* [TASK BRIEF]:
Output each entry below as it stands, leaving out every picture.

[START OF AVAILABLE RECORDS]

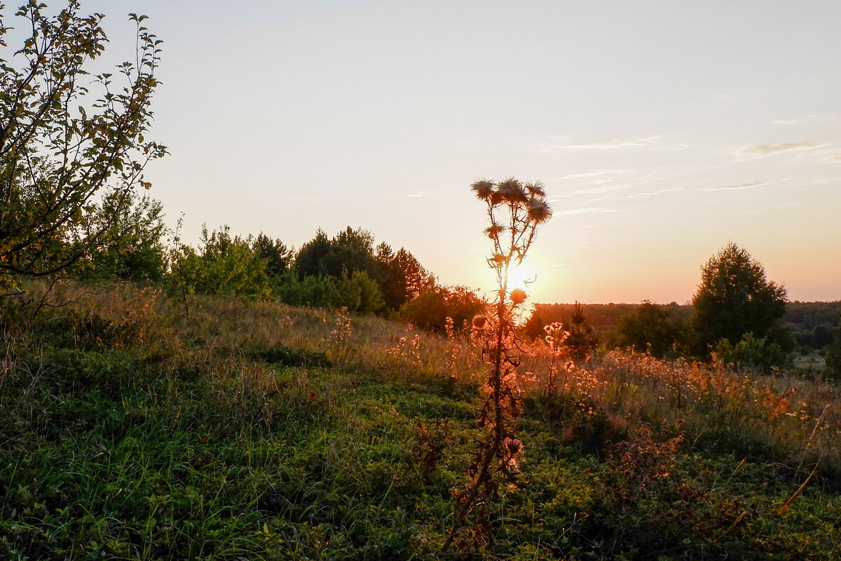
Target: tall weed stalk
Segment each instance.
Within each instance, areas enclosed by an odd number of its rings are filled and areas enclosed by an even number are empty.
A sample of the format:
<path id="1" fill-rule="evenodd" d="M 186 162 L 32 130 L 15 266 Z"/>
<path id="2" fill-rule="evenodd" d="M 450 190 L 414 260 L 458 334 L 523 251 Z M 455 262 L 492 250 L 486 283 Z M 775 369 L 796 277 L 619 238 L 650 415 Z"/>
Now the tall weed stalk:
<path id="1" fill-rule="evenodd" d="M 510 281 L 513 268 L 526 258 L 537 225 L 552 216 L 540 183 L 510 178 L 498 183 L 478 181 L 471 188 L 486 204 L 490 225 L 484 232 L 493 244 L 487 262 L 498 289 L 485 315 L 473 322 L 482 341 L 482 359 L 490 367 L 479 419 L 485 434 L 473 452 L 467 485 L 455 494 L 454 521 L 444 551 L 457 539 L 465 547 L 492 542 L 488 501 L 498 496 L 500 480 L 518 484 L 522 442 L 514 434 L 514 421 L 520 415 L 516 369 L 521 349 L 514 321 L 526 294 L 519 288 L 512 290 Z"/>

[END OF AVAILABLE RECORDS]

* [THE RESULT]:
Target: tall weed stalk
Segment each instance.
Within each instance, areas enclosed by an odd number of its rings are filled and areas enclosed by an even number are empty.
A sample of the format:
<path id="1" fill-rule="evenodd" d="M 186 162 L 32 130 L 15 266 Z"/>
<path id="2" fill-rule="evenodd" d="M 450 190 L 414 260 L 458 334 L 523 251 Z M 455 262 L 492 250 L 486 283 Z M 775 369 L 796 277 L 619 238 L 650 415 Z"/>
Now the tall weed stalk:
<path id="1" fill-rule="evenodd" d="M 510 281 L 513 268 L 526 258 L 537 225 L 552 216 L 540 183 L 510 178 L 498 183 L 478 181 L 471 188 L 486 204 L 490 225 L 484 232 L 493 244 L 487 262 L 498 289 L 485 315 L 473 322 L 482 341 L 482 359 L 490 367 L 479 419 L 485 434 L 473 452 L 467 485 L 455 494 L 454 521 L 444 551 L 457 539 L 465 547 L 492 542 L 488 501 L 498 496 L 500 480 L 518 484 L 522 442 L 514 434 L 514 421 L 520 415 L 516 369 L 521 349 L 514 321 L 526 294 L 519 288 L 512 290 Z"/>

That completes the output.